EXCERPT:
Lovelace v. Marion Institute

110 So. 381 | Ala. | 1926

By their deed of February 3, 1888, Messrs. Wilkerson and Lovelace, the last named being an ancestor of the complainant in this cause, dedicated the property formerly known as Howard College, and now as Marion Institute, to use as an educational institution — a charitable trust. The deed provided for a board of trustees to manage the property and affairs of the institute and their perpetual succession. They have since been incorporated as the deed provided they might. It was provided that —

"The said board of trustees shall not sell or incumber the said property, nor shall the same be sold or in any way incumbered, but shall forever remain dedicated to and for educational purposes and used as aforesaid."

It is shown in the original bill that the buildings on the property, consisting of a chapel and two dormitories, brick structures, and the dining hall, a frame building, were constructed prior to the war between the states, are out of repair, and, unless repaired, will soon become worthless for any purpose, and besides are so constructed that they are not at all suited for the conduct of an educational institution according to modern standards; that the trustees are maintaining a school of high grade for the education of boys, and have adopted — complainant dissenting — a resolution authorizing and directing their executive officers to borrow the sum of $50,000 to be secured by a mortgage on the property and to be used in the repair and rehabilitation of the buildings thereon without which, the bill avers, the school cannot be successfully conducted. The trustees (other than complainant) and the executive officers of the board are made parties defendant. They demurred and filed their cross-bill in which they set up the necessity for the contemplated loan and ask that they be permitted under decree of the court to borrow money for the purposes indicated and to execute a mortgage on the property for the purpose of securing the loan when made. There being no dispute concerning the facts, the court overruled the demurrer and passed a decree authorizing the loan and mortgage contemplated by the parties.

The court of equity has jurisdiction over charitable trusts, to uphold, protect, and enforce them and prevent their abuse; but where a discretion has been committed to the trustees and is being fairly and honestly exercised by them, the court will not interfere. 11 C. J. 356 et seq.; Williams v. Pearson,38 Ala. 299; Carter v. Balfour, 19 Ala. 814; Code, § 6479. That the deed of February 3, 1888, created a trust of that character is neither denied nor doubted.

RECORD EXCERPTS:
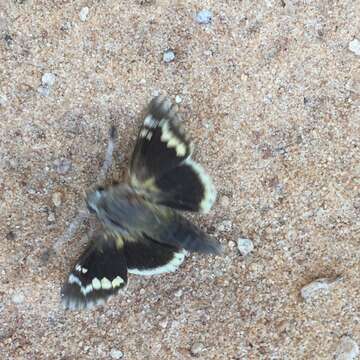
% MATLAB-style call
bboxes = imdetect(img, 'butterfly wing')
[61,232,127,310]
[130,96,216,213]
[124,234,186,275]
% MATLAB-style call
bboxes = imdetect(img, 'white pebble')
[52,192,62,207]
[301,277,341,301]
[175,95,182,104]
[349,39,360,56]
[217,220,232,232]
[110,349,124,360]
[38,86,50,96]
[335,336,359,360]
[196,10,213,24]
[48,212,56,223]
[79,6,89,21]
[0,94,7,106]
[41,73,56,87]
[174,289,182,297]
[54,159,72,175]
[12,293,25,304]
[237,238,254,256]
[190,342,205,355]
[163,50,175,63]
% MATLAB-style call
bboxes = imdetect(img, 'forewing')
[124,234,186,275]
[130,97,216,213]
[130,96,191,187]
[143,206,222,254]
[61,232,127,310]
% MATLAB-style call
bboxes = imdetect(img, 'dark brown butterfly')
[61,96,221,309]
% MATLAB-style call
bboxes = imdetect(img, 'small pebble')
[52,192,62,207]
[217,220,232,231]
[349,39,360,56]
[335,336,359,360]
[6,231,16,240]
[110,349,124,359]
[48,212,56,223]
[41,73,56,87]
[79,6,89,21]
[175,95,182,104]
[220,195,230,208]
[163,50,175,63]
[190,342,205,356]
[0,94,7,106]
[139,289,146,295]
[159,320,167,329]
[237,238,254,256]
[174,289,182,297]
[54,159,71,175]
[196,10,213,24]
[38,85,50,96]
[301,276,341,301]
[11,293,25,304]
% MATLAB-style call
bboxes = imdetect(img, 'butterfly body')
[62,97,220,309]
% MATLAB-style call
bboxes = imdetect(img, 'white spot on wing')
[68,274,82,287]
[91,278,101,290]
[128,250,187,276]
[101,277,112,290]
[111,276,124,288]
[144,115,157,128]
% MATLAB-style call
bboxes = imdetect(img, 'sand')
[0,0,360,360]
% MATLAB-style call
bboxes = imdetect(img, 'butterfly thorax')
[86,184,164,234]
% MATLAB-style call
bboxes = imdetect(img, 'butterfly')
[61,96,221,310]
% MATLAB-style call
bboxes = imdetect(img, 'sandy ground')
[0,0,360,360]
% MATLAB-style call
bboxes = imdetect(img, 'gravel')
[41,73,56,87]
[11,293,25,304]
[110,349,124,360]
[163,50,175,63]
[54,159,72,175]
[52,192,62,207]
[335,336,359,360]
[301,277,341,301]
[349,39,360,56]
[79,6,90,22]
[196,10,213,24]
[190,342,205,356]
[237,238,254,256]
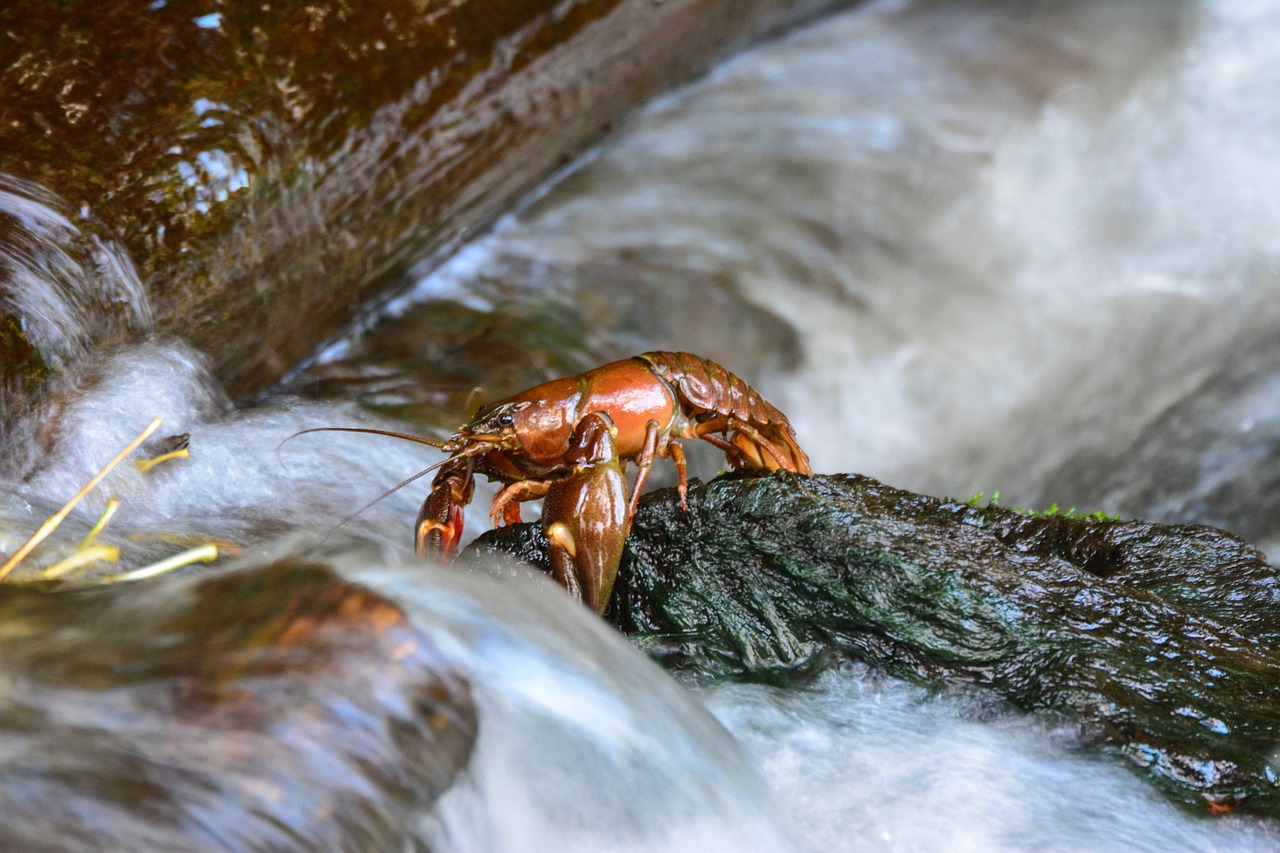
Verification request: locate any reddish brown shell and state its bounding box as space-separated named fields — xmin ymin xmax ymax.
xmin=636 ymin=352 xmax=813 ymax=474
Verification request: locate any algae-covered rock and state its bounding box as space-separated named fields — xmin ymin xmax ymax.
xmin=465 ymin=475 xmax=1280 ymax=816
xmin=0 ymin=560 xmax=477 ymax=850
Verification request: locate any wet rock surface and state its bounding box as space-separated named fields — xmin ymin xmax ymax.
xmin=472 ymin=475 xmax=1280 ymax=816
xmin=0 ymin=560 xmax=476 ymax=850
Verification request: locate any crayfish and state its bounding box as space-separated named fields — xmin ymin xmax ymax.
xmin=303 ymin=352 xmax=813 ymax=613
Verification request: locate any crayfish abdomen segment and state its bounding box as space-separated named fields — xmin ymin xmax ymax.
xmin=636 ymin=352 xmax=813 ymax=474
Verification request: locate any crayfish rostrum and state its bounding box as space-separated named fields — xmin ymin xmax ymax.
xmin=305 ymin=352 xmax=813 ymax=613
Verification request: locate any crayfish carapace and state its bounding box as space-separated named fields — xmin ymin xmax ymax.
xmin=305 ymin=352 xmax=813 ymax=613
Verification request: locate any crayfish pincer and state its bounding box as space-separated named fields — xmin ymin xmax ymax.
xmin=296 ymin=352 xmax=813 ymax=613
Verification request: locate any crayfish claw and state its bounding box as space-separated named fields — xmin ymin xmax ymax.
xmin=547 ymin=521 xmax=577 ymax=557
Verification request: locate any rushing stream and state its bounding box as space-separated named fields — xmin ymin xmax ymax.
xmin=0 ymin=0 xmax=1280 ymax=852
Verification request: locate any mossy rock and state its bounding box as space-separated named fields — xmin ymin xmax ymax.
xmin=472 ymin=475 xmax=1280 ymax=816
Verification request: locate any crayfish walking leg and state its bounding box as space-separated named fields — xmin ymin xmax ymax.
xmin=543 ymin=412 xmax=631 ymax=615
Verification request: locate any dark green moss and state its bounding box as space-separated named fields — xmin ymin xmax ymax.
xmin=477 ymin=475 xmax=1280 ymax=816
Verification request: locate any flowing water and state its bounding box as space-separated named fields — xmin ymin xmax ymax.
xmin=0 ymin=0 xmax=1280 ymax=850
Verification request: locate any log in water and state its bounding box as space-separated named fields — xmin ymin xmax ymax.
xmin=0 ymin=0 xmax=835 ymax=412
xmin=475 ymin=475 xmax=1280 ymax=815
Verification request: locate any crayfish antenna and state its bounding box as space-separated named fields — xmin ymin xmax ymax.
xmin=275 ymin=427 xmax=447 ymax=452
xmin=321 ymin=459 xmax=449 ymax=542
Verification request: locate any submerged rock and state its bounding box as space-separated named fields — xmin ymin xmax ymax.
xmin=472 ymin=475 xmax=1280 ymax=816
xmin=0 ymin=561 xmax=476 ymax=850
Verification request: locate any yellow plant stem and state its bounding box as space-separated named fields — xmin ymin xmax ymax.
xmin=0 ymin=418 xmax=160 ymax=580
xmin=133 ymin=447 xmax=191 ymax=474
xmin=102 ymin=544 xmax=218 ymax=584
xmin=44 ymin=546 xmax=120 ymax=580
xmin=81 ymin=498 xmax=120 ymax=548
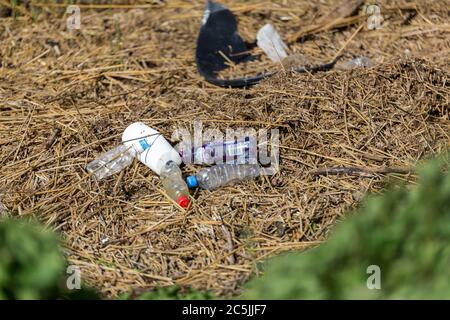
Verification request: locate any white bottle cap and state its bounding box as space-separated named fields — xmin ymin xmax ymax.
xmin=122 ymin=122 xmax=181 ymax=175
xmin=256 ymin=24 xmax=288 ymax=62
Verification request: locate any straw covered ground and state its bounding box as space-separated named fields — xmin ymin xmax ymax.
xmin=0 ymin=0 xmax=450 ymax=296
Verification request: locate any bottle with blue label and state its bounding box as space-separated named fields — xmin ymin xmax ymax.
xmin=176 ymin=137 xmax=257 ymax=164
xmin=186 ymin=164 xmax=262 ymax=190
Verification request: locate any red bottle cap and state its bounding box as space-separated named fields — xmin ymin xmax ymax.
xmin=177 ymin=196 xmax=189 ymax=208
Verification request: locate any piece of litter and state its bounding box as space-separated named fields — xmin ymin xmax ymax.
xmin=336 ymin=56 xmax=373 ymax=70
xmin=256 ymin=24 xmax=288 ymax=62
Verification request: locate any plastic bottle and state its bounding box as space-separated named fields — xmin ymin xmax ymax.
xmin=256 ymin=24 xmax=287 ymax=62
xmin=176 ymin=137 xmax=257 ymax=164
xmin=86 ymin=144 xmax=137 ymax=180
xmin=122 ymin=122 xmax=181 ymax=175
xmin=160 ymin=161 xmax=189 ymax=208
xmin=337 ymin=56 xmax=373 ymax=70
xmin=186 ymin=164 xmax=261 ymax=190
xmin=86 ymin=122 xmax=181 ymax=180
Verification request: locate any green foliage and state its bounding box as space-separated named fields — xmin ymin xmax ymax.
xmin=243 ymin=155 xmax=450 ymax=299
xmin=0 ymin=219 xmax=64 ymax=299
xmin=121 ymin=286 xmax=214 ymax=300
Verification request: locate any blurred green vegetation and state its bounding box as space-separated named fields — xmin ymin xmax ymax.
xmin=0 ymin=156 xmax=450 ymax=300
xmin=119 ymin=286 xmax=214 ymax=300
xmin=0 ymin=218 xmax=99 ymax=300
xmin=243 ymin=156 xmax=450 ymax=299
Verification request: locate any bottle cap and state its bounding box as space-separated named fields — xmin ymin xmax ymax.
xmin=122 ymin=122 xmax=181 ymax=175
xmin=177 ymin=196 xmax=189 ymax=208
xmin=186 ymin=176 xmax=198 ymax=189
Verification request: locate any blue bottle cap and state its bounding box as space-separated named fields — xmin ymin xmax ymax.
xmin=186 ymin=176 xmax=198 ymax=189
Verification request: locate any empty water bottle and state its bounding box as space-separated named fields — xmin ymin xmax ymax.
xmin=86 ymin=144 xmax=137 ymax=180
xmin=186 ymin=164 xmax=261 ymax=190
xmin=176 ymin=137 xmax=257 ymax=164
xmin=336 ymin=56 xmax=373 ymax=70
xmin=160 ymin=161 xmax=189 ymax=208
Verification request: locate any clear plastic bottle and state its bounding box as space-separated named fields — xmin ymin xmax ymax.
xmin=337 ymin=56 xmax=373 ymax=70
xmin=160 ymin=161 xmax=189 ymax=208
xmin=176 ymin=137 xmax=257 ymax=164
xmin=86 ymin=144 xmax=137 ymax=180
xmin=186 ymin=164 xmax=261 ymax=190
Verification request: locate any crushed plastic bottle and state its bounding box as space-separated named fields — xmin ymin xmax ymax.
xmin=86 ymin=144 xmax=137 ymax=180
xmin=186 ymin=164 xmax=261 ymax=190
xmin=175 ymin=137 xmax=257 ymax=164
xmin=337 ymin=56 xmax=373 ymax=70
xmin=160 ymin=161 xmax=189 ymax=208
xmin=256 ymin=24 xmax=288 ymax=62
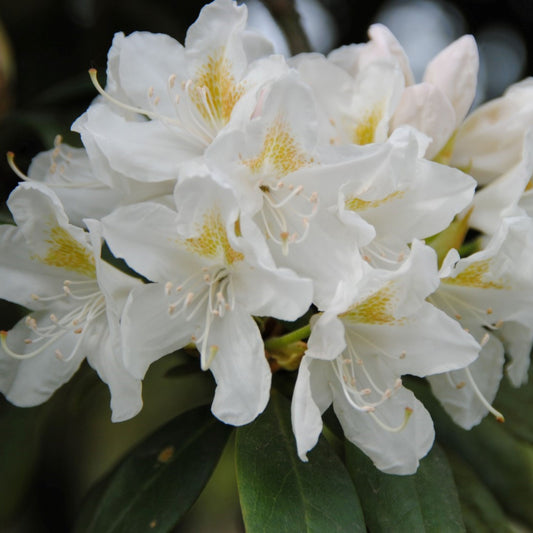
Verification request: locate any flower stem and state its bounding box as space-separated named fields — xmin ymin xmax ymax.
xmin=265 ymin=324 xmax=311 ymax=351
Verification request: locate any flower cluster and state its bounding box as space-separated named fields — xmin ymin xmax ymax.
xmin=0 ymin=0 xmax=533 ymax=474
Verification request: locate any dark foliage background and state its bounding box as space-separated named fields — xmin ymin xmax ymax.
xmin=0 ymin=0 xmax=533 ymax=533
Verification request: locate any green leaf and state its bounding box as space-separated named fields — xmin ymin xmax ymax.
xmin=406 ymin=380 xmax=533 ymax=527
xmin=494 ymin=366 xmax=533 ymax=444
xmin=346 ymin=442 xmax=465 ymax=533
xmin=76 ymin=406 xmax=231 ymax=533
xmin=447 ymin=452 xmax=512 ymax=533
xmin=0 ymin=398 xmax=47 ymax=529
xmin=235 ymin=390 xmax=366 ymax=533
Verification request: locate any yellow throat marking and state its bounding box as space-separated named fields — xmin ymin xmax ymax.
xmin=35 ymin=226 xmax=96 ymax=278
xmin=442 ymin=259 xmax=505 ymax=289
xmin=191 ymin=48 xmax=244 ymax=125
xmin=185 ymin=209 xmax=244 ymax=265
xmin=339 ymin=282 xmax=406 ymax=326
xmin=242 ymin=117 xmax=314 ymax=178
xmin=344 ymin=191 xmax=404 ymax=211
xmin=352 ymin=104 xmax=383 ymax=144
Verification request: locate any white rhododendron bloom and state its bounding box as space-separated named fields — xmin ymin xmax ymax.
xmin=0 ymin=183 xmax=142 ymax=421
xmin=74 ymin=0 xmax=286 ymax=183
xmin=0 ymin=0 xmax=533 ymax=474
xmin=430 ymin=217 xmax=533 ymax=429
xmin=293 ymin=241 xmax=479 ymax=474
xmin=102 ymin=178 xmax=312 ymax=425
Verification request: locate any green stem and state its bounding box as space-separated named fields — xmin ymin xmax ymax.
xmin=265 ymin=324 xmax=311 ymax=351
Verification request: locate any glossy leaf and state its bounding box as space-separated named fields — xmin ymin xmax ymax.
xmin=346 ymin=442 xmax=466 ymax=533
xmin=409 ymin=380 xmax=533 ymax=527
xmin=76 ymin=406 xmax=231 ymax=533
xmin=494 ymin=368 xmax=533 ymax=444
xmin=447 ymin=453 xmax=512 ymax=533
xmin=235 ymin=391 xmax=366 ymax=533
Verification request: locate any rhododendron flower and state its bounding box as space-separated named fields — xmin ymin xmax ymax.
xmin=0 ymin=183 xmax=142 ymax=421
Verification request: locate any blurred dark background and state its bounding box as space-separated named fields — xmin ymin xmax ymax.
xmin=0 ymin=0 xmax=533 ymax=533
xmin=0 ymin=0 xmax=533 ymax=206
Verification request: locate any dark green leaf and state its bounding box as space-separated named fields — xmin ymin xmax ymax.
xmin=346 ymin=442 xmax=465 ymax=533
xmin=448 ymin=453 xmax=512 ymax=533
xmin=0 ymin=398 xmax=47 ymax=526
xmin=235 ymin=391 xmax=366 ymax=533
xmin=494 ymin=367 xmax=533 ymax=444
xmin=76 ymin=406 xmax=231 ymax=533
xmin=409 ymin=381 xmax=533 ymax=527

WHAT YOU WILL DO:
1. Answer these questions using the court opinion, one answer per line.
(a) On what date was the deed dedicating the property executed?
(b) How much money did the trustees' resolution authorize the executive officers to borrow?
(c) What kind of building was the dining hall?
2. Quote the part of the court opinion that opens with the words containing "The court of" and closes with "denied nor doubted.".
3. Translate this sentence from the court opinion into Spanish: "They have since been incorporated as the deed provided they might."

ANSWER LIST:
1.
(a) February 3, 1888
(b) $50,000
(c) A frame building

2.
The court of equity has jurisdiction over charitable trusts, to uphold, protect, and enforce them and prevent their abuse; but where a discretion has been committed to the trustees and is being fairly and honestly exercised by them, the court will not interfere. 11 C. J. 356 et seq.; Williams v. Pearson,38 Ala. 299; Carter v. Balfour, 19 Ala. 814; Code, § 6479. That the deed of February 3, 1888, created a trust of that character is neither denied nor doubted.

3. Desde entonces se han constituido en corporación, tal como la escritura disponía que podían hacerlo.